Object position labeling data
>> START
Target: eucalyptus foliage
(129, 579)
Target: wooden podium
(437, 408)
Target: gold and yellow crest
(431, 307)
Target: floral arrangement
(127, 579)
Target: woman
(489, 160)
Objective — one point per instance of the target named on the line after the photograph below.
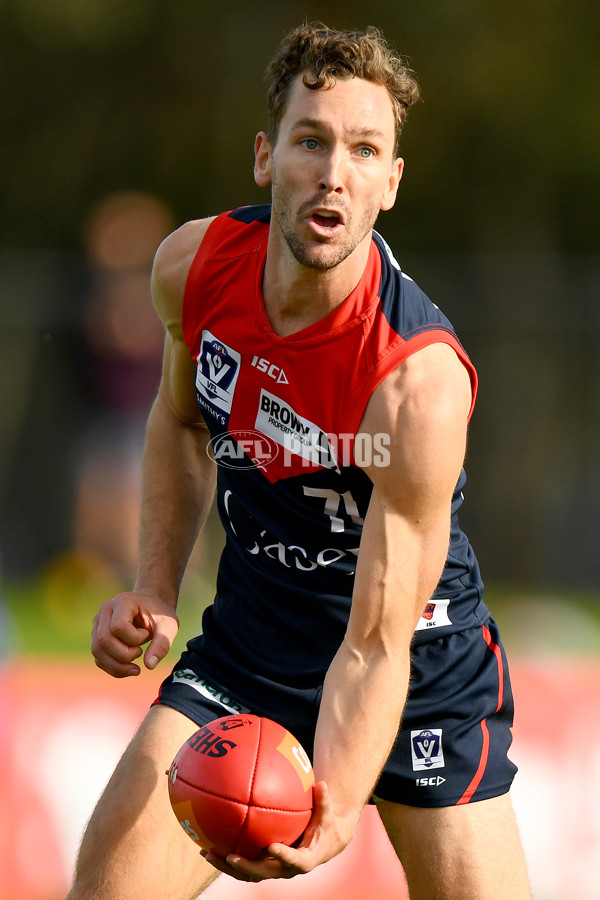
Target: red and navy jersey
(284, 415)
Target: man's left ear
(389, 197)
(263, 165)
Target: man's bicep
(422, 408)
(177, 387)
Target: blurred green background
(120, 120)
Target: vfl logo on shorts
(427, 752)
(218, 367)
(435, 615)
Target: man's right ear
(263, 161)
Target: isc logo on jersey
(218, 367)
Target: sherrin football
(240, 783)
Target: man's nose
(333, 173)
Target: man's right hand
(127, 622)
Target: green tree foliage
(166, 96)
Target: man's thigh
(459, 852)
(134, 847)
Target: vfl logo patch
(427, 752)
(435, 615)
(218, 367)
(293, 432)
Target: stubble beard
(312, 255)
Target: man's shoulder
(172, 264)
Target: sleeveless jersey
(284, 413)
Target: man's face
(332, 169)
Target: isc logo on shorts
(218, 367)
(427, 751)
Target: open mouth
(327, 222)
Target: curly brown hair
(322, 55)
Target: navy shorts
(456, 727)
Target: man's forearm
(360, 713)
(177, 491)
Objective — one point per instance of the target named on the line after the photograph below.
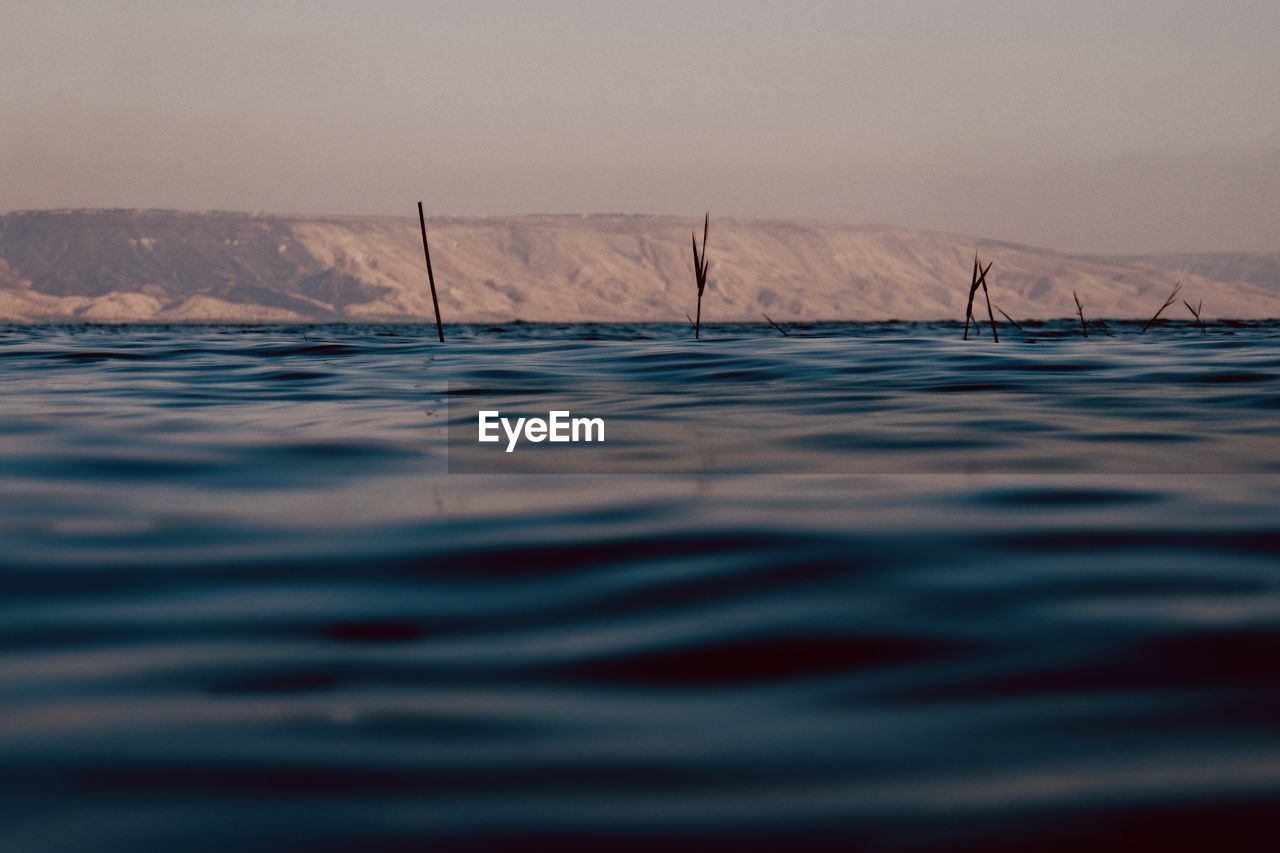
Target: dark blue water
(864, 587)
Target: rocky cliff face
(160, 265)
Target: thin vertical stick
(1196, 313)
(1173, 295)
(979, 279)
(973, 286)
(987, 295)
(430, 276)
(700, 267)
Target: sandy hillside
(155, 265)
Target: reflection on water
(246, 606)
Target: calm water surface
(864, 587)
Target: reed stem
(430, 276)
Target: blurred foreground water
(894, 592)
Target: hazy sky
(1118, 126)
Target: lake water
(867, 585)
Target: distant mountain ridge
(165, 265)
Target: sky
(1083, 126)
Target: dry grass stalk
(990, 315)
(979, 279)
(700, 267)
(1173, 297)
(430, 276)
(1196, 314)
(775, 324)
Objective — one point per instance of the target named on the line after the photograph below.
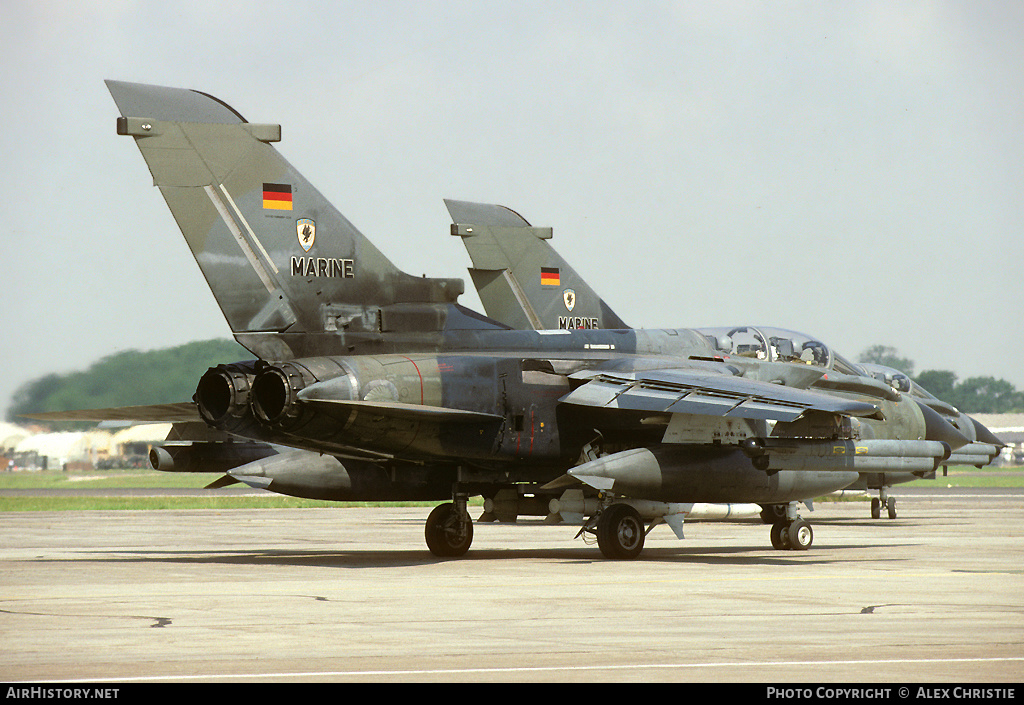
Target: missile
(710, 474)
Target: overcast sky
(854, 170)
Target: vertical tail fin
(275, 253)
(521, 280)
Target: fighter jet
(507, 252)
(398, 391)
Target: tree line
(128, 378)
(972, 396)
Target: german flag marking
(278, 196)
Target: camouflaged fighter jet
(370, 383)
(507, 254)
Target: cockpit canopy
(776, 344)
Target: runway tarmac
>> END
Goal of the exercise
Reproduce all of the data above verbatim, leaving out the pictures.

The answer
Target: eucalyptus foliage
(129, 579)
Target: wooden podium
(437, 408)
Target: gold and yellow crest
(431, 307)
Target: floral arrangement
(127, 579)
Target: woman
(489, 160)
Objective — one point per instance of the target named on the line after the photograph below.
Target: red and navy jersey
(284, 415)
Target: man's left ear
(389, 197)
(263, 165)
Target: man's bicep
(422, 408)
(177, 387)
Target: blurred green background
(120, 120)
Target: vfl logo on shorts
(427, 752)
(218, 367)
(435, 615)
Target: man's right ear
(263, 161)
Target: isc logo on jersey
(218, 367)
Target: sherrin football
(240, 783)
Target: man's nose
(333, 173)
Target: man's right hand
(127, 622)
Target: green tree foliage
(166, 96)
Target: man's thigh
(459, 852)
(134, 847)
Target: vfl logo patch
(427, 752)
(435, 615)
(218, 367)
(293, 432)
Target: stubble beard
(312, 255)
Target: man's shoulder
(172, 264)
Target: sleeveless jersey
(284, 413)
Target: man's face
(332, 169)
Target: isc logo on shorts
(218, 367)
(427, 751)
Target: open mouth
(327, 222)
Target: curly brown hair
(322, 55)
Target: navy shorts
(456, 727)
Target: man's forearm
(360, 713)
(177, 491)
Objective — one point per instance of the target named on the line after the photograph below.
Target: dark blue water
(864, 587)
Target: rocky cliff face
(160, 265)
Target: thin vertical stick
(1196, 313)
(1173, 295)
(979, 279)
(973, 286)
(987, 295)
(430, 276)
(700, 267)
Target: sandy hillside
(155, 265)
Target: reflection on water
(246, 606)
Target: calm water surface
(864, 587)
Target: reed stem
(430, 276)
Target: blurred foreground water
(894, 592)
Target: hazy sky
(1118, 126)
Target: lake water
(867, 585)
Target: distant mountain ridge
(165, 265)
Target: sky
(1083, 126)
Target: dry grass stalk
(990, 315)
(979, 279)
(700, 267)
(1173, 297)
(430, 276)
(1196, 314)
(775, 324)
Objective — one point per instance of the target named on the line after the photograph below.
Target: missile
(710, 474)
Target: overcast sky
(854, 170)
Target: vertical tail fin
(275, 253)
(521, 280)
Target: fighter jet
(507, 252)
(398, 391)
Target: tree line
(128, 378)
(972, 396)
Target: german flag marking
(278, 196)
Target: camouflaged fighter jet
(370, 383)
(507, 254)
Target: cockpit canopy
(776, 344)
Target: runway tarmac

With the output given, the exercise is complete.